- **How to complete this task**
Gather from the listing below each line that includes the word "wall", and copy it.

*** Opening Entries shown ***

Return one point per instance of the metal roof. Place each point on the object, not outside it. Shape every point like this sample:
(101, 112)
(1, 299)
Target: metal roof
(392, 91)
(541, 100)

*** Closing Entries shown ***
*** Opening Entries shown ***

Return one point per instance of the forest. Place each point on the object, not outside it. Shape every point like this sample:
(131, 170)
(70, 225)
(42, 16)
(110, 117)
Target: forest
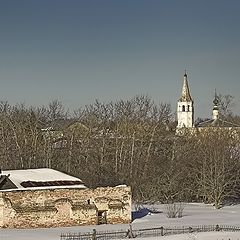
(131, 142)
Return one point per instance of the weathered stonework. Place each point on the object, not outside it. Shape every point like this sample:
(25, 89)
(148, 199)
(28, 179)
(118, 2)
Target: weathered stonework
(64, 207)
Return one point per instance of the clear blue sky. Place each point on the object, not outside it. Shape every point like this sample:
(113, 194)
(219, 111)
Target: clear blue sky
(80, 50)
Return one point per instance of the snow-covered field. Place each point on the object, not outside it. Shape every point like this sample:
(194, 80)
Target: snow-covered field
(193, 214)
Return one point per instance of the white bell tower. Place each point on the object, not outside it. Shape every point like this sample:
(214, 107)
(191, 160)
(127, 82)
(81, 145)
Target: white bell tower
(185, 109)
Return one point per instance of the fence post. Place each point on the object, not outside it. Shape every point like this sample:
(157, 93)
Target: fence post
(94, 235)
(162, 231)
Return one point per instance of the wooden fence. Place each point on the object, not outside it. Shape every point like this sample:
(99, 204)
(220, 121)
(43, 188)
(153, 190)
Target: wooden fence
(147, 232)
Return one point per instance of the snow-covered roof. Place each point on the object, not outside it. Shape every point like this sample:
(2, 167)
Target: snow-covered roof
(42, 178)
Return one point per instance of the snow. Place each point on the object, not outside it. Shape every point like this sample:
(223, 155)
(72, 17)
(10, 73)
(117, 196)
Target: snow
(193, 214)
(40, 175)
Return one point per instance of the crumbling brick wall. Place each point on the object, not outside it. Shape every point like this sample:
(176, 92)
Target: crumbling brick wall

*** Closing Entries shown ***
*** Opening Entries shown ***

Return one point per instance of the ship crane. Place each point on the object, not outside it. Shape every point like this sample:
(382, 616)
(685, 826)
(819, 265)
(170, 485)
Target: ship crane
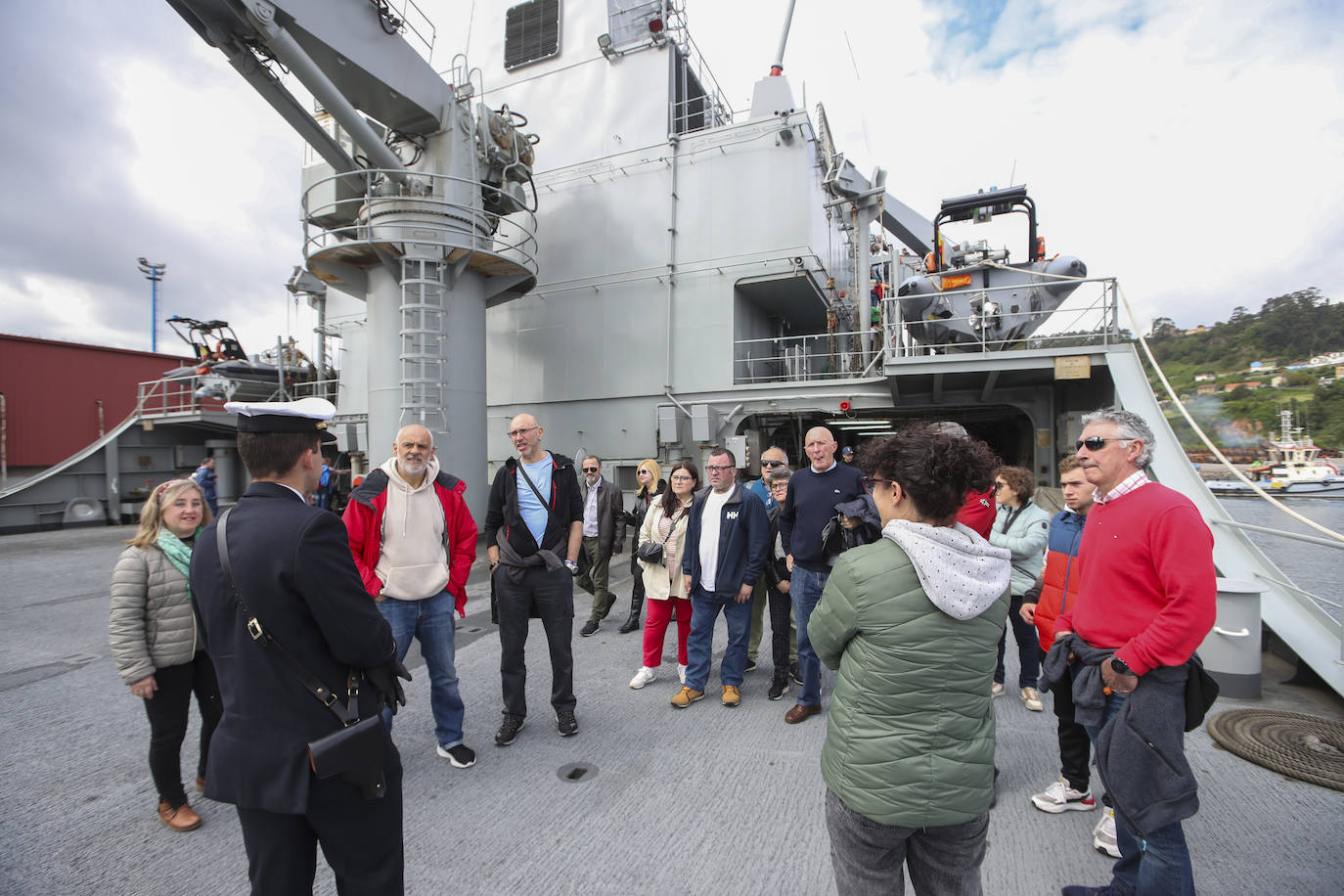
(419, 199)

*** Closing Entries shown ***

- **Worked solution**
Return one point per instance of the crumbling brick wall. Place each point on the object, not outside it. Shape every point like this sample:
Target: crumbling brick wall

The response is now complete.